Format the records below as a numbered list, leaving out any blank lines.

ROWS.
· · · · ·

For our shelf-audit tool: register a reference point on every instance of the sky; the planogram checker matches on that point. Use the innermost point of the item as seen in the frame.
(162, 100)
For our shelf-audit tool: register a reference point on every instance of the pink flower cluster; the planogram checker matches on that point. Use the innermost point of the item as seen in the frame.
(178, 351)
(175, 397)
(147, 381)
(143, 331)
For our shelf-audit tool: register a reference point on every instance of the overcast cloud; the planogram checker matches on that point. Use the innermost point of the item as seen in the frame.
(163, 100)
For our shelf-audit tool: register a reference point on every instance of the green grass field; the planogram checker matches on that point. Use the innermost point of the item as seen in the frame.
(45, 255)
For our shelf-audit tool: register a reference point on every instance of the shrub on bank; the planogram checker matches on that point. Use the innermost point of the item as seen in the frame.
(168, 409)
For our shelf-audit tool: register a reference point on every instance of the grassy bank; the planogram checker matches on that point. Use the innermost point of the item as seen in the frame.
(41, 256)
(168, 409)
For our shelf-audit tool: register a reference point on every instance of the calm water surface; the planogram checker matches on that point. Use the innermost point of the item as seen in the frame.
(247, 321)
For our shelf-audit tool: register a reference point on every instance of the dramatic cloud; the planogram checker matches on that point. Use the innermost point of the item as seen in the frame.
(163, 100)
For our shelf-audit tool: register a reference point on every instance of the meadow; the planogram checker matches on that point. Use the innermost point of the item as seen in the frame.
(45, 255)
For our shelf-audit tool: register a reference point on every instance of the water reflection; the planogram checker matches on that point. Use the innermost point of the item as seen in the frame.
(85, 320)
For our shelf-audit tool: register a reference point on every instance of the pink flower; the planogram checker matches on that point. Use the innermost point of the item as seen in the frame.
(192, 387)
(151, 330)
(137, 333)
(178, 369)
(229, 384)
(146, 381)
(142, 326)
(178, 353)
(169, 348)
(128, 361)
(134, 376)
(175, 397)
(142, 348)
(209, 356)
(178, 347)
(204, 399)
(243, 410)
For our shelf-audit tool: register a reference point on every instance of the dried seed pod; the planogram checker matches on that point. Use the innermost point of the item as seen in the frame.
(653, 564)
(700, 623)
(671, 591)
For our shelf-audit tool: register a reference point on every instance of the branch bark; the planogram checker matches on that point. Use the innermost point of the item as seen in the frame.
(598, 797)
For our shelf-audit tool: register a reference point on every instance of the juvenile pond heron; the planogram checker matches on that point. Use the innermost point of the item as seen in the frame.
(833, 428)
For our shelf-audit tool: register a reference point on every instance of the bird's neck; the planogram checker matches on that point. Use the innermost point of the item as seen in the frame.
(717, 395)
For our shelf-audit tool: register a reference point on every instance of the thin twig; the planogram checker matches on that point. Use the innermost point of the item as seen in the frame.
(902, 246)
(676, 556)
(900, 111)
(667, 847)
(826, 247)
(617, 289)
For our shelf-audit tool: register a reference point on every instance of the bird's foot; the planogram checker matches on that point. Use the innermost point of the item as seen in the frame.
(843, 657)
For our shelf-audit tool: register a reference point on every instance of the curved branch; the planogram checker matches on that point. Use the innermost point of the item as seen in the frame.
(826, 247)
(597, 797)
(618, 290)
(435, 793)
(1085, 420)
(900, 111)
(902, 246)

· · · · ·

RESPONSE.
1. For our shelf-audit tool: register a reference point on every instance of the sky; the planogram checker matches on that point. Use the innermost point of the item as seen in the frame.
2. (162, 100)
3. For our shelf-audit tool: register a reference point on every instance of the pink flower cluster; the planogram checker matches on that point. Use the innermost point of the item as seen in the frame.
4. (178, 351)
5. (175, 397)
6. (147, 381)
7. (143, 331)
8. For our shelf-audit tool: register a reference point on every instance of the overcast cloud; the planogram checker matches on that point. Use the innermost point of the item as seen in the frame.
9. (163, 100)
10. For our shelf-audit tool: register a reference point on every instance of the green grass field; the planogram checker matches on that point. Use the innermost point of the item as seen in the frame.
11. (45, 255)
12. For our shelf-audit tool: register a reference point on every instance of the shrub on bank; the planogram checker matches on that point. Use the innermost point of the item as seen in the frame.
13. (168, 409)
14. For our shelf-audit tool: register a reference point on every instance of the grassy bank; the planogram checker matches on that point. Use the innermost point of the item as seen in the frame.
15. (41, 256)
16. (168, 409)
17. For our shelf-audit tool: register a reference point on every instance of the calm water surface; the planogram checker matches on that point. Use the innermost point of the item as seen in the frame.
18. (247, 321)
19. For our shelf-audit tool: register a reference point on every instance of the dramatic cloud; the planogram checker matches on that point. Use the innermost point of the item as seen in the frame.
20. (163, 100)
21. For our shelf-audit tool: register a reference point on every instance of the meadow; the planogram checker matches on that point. Use the innermost point of the item as seen in the frame.
22. (45, 255)
23. For our shelf-audit tool: register a reference point on every instance of the water reflection; the planogram checker matches on that point. Use the innermost point of the item as seen in the frame.
24. (85, 320)
25. For our shelf-audit tool: register a reference point on every instance of the pink flower; the planogram checker matches on that point. Use the innermost point of the item as seen in the frame.
26. (192, 387)
27. (151, 330)
28. (137, 333)
29. (178, 369)
30. (229, 384)
31. (146, 381)
32. (142, 326)
33. (178, 353)
34. (169, 348)
35. (128, 361)
36. (134, 376)
37. (175, 397)
38. (142, 348)
39. (209, 356)
40. (178, 347)
41. (204, 399)
42. (243, 410)
43. For our shelf-audit tool: register a reference point on every instance of the dried seed pod; the planogram checker matches on that point. Use the innermost point of the item as seen in the frame.
44. (653, 564)
45. (700, 623)
46. (671, 591)
47. For our shelf-audit tool: register a reference point on every instance of the branch bark; the planogram checker matches on that point. Use the innermost point of the item as seen in the frame.
48. (598, 797)
49. For our shelf-audit tool: register a reference point on every instance of the juvenile pond heron; the planogram checker matches on that point. Use the innermost point of the item as seen in the frame.
50. (833, 428)
51. For our shelf-audit tool: register a reference point on every instance of the bird's neck; the planogram checker matches on that point. Use the innermost point of the item as seen in the frame.
52. (717, 395)
53. For our shelf-audit tool: register a reference point on every instance of the thin twig; the planogram checker matches on that point. Use the innermost point of the item as seen in the frame.
54. (902, 246)
55. (676, 556)
56. (900, 111)
57. (667, 847)
58. (826, 247)
59. (617, 289)
60. For our shelf-audit tool: register a reference point on every instance of the bird's foot; the planogram checker matches on that point. Use the innermost point of the item as seen in the frame.
61. (843, 657)
62. For our shelf-audit tool: register a reference point on every instance of the curved branch; the planogram checker matches on that point. Use the innermost point of the item as seen in the frame.
63. (826, 247)
64. (597, 797)
65. (618, 290)
66. (435, 793)
67. (1085, 420)
68. (900, 111)
69. (902, 246)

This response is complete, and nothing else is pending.